Stated goal -
Shift each item's answers by adding 107 to every x and y coordinate, then write out all the lines of the items below again, including their requests. Leave the pictures out.

Rows -
━━━━━━

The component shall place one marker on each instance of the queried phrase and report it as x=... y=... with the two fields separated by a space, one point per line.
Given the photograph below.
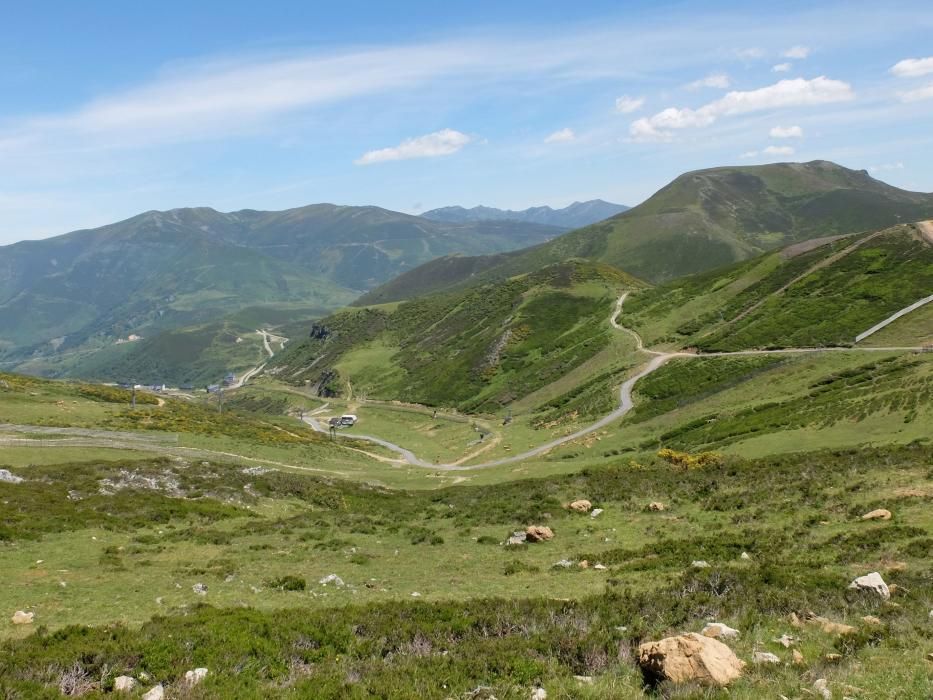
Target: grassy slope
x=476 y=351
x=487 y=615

━━━━━━

Response for this exercise -
The component shall place one marker on each instance of the queried phrase and report it as x=... y=... with the two fields separated by a space, one point per line.
Given the photograph below.
Target: grassy slope
x=583 y=458
x=594 y=722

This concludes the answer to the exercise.